Start of Exercise inputs

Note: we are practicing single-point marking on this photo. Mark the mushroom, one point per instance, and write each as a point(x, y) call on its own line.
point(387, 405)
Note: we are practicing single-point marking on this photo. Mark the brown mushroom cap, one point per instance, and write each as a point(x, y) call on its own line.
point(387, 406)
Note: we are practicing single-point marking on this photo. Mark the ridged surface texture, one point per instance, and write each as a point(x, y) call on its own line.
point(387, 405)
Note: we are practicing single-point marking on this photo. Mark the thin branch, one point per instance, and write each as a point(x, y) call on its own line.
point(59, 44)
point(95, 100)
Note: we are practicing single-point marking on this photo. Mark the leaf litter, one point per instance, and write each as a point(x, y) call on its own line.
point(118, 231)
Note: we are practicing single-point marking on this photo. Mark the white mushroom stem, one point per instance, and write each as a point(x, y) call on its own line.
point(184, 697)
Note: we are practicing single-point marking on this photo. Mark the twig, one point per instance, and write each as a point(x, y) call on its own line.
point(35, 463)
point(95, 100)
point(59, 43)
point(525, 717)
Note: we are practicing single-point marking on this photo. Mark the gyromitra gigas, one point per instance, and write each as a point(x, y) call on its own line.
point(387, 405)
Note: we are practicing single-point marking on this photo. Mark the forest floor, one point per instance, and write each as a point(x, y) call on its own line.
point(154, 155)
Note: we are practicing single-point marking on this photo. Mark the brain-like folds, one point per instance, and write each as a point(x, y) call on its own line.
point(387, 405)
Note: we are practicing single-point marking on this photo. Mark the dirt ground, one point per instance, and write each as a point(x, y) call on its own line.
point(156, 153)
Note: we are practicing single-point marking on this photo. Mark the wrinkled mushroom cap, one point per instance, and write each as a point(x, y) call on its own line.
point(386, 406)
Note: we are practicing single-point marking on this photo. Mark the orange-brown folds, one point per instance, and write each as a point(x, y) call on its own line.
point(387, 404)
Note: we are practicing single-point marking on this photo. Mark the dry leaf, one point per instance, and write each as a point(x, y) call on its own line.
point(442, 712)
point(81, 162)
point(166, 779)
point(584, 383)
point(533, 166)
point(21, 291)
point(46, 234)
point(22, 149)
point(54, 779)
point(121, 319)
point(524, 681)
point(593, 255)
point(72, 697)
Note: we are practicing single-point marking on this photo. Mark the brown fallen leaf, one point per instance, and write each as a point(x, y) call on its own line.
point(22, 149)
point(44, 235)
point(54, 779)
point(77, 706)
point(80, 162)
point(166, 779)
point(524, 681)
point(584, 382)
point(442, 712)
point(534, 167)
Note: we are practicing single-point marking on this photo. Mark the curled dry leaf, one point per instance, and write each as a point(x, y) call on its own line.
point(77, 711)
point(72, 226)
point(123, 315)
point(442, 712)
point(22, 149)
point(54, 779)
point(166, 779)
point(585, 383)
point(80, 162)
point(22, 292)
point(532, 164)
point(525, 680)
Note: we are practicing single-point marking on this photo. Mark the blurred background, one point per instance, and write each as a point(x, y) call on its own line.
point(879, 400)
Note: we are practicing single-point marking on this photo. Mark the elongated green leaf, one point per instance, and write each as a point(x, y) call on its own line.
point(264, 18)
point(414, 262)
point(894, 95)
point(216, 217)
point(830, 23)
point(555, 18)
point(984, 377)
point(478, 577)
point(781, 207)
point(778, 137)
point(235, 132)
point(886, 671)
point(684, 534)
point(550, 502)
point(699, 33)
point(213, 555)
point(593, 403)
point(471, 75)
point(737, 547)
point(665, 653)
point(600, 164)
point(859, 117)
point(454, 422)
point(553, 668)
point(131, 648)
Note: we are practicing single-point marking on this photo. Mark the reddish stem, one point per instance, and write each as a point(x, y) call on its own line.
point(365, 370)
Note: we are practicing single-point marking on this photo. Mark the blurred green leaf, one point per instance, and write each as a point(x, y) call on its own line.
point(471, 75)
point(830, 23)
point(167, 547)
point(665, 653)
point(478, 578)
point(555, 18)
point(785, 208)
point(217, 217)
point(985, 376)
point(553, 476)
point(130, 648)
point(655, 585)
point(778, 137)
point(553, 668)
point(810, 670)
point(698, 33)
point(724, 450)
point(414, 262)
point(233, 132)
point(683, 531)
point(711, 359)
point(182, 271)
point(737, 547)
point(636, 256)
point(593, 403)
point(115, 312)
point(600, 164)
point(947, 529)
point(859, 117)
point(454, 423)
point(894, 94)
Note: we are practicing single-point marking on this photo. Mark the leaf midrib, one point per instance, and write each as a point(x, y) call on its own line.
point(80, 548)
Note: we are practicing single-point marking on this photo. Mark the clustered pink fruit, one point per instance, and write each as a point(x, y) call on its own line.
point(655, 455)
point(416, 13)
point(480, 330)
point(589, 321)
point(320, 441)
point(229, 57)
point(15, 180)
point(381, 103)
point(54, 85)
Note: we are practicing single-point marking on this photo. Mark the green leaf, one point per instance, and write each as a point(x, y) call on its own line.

End of Exercise inputs

## Task item
From the line containing "leaf midrib, one" to the last line of the records above, please write out every line exactly and add nothing.

## Reply
Note: we are practicing single-point marking on this photo. Mark the leaf midrib, one point per instance, and write each as a point(x, y) call on its own line.
point(80, 548)
Note: we are practicing single-point marking on this photo. Mark the clustered pink fruit, one point per instance, and write each as a point(x, y) call on its own line.
point(655, 455)
point(416, 13)
point(480, 330)
point(589, 321)
point(320, 441)
point(229, 57)
point(15, 180)
point(381, 103)
point(54, 85)
Note: we are practicing single-point marking on this photo. Mark the green leaf, one point per instance, and write each as a point(x, y) call on its own line.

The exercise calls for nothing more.